__Extrait source__.
=======
Fête du pont Saint-Étienne 1909

Article d'Alphonse Grenut, Limoges Illustré, 1er août 1909, n° 238

Au Pont Saint-Etienne

Impressions pittoresques sur la fête du 18 juillet 1909

Dans cette journée qui dès le matin, se préparait merveilleuse le soleil remplaçait fort à propos la pluie maussade de la veille.
Aux bords de la Vienne, une brise légère courait, se mêlant à  la fraîcheur de l’eau, sous un ciel immarcesciblement pur.
La foule des promeneurs qui suivait les rives pittoresques de notre rivière admirait les charrettes fleuries qui répandaient dans l’atmosphère une odeur suave de fleurs parfumées. La verdure qui ornait ces légers véhicules offrait un aspect des plus attrayants.
Nos gracieuses Limogeoises avaient pour la circonstance quitté  la coiffure à la mode parisienne pour arborer le vieux barbichet, vestige respectable du temps passé. Elles déambulaient sur les rives, égrenant de gaies chansons, d’expressifs refrains populaires qui pour la plupart allaient se perdant. A la main, les fleurs qu’elles offraient avec une grâce exquise à la foule des promeneurs semblaient être une partie de leur âme qu’elles épandaient.
Et tout au bas, au milieu de l’eau, l’escadre se tenait prête à partir au premier mot d’ordre. Mais quelle escadre! Partout des gondoles, automobiles, ballons et jusqu’à un sabot! Dès que l’« Amiral » eut donné le signal, cette escadre d’un nouveau genre se mit en marche. Le coup d’oeil était saisissant. C’était à qui ferait le plus honneur au bateau qu’il montait, autant par la diversité du pavoisement que par l’adresse du batelier.
La fête diurne fut fort réussie et la fête nocturne la surpassa encore.
Sur la Vienne, très sombre, un point se détache de loin. A mesure qu’on avance, ce point devient de plus en plus lumineux.
=======
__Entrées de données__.
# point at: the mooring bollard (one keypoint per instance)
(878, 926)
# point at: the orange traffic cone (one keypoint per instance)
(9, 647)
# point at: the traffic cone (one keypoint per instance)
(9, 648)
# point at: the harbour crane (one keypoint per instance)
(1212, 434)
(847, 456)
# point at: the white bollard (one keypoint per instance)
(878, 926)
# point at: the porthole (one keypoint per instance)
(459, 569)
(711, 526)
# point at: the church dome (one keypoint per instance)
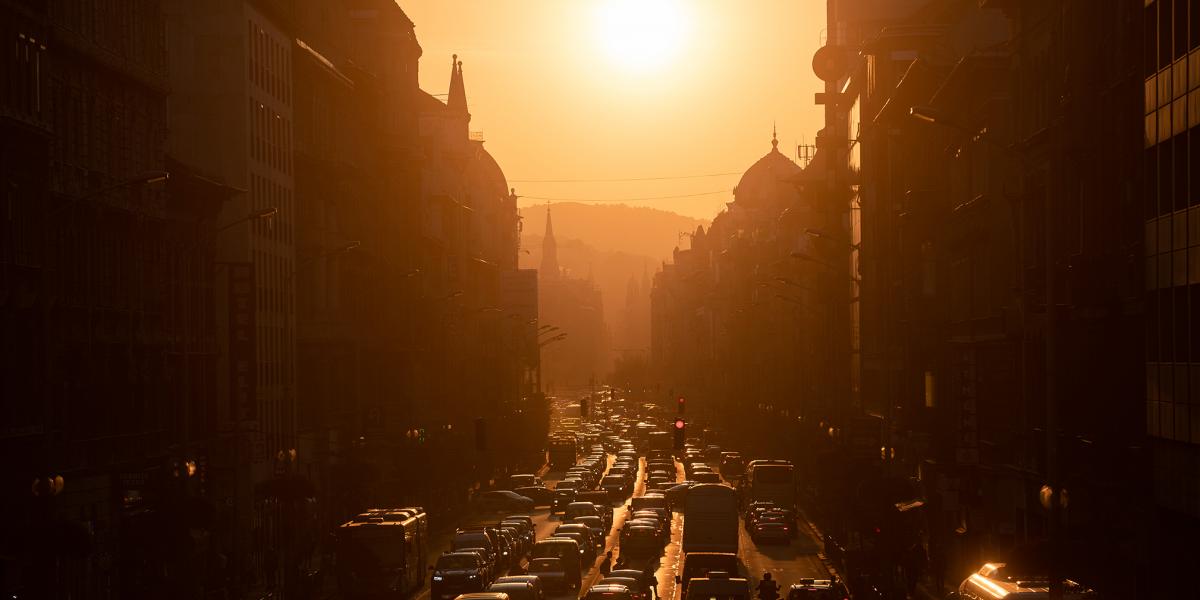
=======
__Travail demandé__.
(a) D'après l'article sur la fête du pont Saint-Étienne, quelle coiffure les Limogeoises portaient-elles à la place de la coiffure à la mode parisienne ?
(b) Énumérez, s'il vous plaît, les formes d'embarcations que l'article sur la fête du pont Saint-Étienne dit avoir vues dans l'escadre.
(c) Résumez l'article sur la fête du pont Saint-Étienne en deux phrases.

__Réponses par tâche__.
(a) Le vieux barbichet.

(b) Des gondoles, des automobiles, des ballons et un sabot.

(c) Le 18 juillet 1909, sous un soleil qui avait succédé à la pluie de la veille, la foule longeait les bords de la Vienne en admirant les charrettes fleuries, tandis que des Limogeoises coiffées du vieux barbichet chantaient et offraient des fleurs aux promeneurs. Au signal de l'« Amiral », une escadre de gondoles, d'automobiles, de ballons et même d'un sabot se mit en marche, et si la fête de jour fut très réussie, la fête de nuit la surpassa encore.